Excerpts from a detection dataset:
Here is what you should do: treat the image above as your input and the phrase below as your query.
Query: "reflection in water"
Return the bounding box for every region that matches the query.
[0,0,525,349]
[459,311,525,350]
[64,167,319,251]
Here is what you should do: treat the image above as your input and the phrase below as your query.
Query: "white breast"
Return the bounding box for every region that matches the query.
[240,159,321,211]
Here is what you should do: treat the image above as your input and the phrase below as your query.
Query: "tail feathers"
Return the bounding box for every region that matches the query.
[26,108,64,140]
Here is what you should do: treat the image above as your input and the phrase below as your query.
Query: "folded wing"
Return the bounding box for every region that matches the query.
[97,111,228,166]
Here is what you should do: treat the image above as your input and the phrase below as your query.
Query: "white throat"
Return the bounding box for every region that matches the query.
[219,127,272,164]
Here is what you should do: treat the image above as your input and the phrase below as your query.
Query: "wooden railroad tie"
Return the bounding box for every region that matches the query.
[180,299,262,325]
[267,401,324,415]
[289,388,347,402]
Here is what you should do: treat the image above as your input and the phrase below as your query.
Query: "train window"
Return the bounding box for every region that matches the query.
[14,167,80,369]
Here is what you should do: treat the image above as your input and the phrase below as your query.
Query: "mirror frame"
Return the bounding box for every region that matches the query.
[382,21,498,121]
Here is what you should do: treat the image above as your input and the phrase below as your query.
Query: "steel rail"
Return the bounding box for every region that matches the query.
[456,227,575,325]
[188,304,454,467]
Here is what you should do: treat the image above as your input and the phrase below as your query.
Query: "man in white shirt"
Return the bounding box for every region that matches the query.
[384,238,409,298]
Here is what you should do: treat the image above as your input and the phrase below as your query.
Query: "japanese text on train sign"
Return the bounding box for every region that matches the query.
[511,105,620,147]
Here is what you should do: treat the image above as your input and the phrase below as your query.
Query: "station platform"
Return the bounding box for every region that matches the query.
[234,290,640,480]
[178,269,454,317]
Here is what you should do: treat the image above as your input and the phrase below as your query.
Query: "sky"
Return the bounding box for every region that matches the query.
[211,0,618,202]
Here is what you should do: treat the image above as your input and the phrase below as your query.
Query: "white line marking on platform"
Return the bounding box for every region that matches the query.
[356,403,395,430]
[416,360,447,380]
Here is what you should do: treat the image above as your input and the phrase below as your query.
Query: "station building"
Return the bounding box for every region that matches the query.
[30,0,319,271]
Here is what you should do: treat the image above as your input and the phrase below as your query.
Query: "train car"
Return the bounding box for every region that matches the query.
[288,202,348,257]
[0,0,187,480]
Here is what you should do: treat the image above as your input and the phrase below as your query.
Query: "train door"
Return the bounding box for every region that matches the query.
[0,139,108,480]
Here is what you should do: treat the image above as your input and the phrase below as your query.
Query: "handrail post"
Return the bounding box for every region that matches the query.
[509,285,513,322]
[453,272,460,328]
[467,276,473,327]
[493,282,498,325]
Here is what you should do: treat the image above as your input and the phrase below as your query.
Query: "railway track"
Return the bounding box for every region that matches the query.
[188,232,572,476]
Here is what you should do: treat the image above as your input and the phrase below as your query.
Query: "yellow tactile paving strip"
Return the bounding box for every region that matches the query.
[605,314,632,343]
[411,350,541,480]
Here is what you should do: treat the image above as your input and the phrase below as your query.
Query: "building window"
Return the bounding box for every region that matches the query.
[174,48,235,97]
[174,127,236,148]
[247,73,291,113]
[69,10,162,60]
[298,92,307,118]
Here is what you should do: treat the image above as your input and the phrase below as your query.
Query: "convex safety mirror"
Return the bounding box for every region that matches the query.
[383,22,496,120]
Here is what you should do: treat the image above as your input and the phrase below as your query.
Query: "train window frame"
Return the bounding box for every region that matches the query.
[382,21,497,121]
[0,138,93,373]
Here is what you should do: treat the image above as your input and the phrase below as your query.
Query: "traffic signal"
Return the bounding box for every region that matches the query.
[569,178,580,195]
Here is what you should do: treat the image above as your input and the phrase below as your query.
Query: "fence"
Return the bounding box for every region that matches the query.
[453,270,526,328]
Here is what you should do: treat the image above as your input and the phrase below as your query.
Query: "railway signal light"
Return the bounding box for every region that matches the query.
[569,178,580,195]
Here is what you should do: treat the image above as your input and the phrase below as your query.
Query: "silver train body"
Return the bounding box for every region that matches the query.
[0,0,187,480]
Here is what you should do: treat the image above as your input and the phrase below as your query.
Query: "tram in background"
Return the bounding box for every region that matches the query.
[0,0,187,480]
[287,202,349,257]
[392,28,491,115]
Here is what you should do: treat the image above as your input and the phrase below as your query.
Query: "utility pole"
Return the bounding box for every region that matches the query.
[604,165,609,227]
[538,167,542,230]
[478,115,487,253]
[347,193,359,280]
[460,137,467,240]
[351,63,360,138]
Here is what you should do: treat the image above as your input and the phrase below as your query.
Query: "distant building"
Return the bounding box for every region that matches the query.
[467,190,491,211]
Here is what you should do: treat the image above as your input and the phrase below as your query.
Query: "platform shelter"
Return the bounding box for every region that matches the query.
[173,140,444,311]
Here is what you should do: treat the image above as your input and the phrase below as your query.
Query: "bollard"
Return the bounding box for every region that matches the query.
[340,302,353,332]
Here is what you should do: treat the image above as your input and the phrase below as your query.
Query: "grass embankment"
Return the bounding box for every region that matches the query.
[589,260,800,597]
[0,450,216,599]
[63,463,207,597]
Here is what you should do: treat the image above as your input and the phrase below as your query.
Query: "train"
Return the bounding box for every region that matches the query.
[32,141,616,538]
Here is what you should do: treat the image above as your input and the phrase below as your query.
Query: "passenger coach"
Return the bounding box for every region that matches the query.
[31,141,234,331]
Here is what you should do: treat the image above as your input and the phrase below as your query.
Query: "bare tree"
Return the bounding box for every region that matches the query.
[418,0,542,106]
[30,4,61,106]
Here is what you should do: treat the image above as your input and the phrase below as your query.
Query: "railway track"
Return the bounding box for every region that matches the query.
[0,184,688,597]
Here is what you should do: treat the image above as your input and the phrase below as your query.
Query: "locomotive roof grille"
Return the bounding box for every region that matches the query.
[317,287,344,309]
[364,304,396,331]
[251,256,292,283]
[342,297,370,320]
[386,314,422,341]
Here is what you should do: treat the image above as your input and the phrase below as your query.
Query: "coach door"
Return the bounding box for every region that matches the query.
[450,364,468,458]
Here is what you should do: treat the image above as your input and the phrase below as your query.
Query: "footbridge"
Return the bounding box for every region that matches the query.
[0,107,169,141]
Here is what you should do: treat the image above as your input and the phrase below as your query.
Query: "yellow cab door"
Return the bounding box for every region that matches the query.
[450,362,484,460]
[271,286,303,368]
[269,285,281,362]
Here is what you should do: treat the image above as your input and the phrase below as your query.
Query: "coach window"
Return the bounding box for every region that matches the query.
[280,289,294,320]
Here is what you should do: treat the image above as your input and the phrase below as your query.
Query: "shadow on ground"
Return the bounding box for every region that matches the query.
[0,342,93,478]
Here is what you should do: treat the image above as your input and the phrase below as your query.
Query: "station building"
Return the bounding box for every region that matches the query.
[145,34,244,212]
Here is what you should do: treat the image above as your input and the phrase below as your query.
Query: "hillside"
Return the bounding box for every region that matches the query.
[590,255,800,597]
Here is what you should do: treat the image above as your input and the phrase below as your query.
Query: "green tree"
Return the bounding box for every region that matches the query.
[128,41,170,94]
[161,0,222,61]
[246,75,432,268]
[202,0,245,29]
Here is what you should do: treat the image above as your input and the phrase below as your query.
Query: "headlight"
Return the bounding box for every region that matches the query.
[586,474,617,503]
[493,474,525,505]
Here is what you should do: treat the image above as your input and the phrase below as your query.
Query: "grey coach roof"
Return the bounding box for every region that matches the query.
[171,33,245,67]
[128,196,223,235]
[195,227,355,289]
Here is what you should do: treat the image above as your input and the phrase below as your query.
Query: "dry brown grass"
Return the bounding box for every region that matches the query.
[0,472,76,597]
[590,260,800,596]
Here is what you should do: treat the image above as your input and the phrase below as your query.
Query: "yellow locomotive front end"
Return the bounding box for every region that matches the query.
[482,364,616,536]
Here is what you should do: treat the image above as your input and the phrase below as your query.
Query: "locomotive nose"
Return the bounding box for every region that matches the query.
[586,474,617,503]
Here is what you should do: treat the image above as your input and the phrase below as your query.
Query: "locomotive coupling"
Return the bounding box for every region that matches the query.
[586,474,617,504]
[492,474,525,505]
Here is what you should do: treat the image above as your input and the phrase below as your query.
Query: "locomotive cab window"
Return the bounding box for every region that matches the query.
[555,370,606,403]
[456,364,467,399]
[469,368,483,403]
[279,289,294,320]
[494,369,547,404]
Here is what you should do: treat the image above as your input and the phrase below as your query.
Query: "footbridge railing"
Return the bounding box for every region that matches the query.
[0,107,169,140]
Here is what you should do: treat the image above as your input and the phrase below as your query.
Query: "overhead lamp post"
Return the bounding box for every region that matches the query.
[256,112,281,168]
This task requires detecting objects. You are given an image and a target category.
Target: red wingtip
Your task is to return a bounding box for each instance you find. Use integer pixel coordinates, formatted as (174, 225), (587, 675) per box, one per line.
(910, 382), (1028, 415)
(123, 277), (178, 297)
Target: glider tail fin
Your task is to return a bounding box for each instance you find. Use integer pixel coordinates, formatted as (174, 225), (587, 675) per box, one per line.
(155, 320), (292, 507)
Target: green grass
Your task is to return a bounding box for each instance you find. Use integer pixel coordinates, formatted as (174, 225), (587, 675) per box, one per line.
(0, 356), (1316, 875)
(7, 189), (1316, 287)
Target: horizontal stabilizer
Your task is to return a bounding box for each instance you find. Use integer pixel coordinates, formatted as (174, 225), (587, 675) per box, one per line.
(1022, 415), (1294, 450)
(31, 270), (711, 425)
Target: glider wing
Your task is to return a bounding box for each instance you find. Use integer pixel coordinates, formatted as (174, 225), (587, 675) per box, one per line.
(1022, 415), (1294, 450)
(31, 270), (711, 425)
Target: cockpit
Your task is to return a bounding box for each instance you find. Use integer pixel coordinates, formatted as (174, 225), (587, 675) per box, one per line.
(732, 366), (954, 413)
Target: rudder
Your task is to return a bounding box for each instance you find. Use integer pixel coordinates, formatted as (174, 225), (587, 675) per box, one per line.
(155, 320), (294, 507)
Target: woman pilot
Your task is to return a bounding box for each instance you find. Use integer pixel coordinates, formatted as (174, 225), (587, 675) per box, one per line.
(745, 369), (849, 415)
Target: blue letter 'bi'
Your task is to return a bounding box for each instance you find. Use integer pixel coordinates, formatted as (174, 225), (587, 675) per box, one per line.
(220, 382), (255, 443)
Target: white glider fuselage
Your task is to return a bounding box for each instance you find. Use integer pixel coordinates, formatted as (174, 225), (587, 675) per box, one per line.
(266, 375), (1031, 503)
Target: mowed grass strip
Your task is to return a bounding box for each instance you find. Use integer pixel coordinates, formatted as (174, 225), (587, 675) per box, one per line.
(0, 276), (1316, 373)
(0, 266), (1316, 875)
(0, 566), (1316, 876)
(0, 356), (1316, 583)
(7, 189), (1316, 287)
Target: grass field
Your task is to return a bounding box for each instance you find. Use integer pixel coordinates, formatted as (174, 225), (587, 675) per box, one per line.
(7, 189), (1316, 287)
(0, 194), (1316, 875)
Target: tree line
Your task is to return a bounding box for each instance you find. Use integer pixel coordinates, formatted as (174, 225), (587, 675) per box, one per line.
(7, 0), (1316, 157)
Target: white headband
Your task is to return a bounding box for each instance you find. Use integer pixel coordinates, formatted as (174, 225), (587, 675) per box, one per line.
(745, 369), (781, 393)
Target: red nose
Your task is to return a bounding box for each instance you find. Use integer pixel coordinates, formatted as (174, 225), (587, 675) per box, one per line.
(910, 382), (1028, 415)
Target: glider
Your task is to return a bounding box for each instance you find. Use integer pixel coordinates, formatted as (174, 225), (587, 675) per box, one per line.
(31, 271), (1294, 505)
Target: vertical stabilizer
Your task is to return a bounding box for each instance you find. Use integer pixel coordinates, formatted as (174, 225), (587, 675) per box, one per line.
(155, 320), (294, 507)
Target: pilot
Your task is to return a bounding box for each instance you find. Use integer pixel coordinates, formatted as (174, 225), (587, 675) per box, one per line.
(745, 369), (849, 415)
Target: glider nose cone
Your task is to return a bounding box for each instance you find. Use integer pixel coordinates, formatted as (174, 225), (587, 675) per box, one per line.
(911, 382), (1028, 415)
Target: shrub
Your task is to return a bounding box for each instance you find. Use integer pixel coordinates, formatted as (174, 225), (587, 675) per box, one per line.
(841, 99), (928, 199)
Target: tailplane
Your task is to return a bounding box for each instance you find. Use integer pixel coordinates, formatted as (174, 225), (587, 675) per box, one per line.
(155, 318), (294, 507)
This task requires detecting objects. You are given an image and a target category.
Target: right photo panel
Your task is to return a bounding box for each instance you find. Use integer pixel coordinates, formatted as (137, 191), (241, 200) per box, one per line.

Problem requirements
Give the lines of the listing from the one containing "Target: tailplane" through the end of the listing, both ends included, as a numbered list, leaving out any blank lines.

Result of the exercise
1. Target: tailplane
2. Your task is to return a bounding box for each instance you find. Use integer pixel coordinates, formatted as (174, 225), (587, 675) per box, one per line.
3. (155, 318), (294, 507)
4. This task requires detecting objects. You are given an image and a target category.
5. Target: right photo panel
6. Your task is to return a bounding box for each instance you find. Use integer pixel coordinates, formatted as (137, 191), (241, 200) per box, one per line.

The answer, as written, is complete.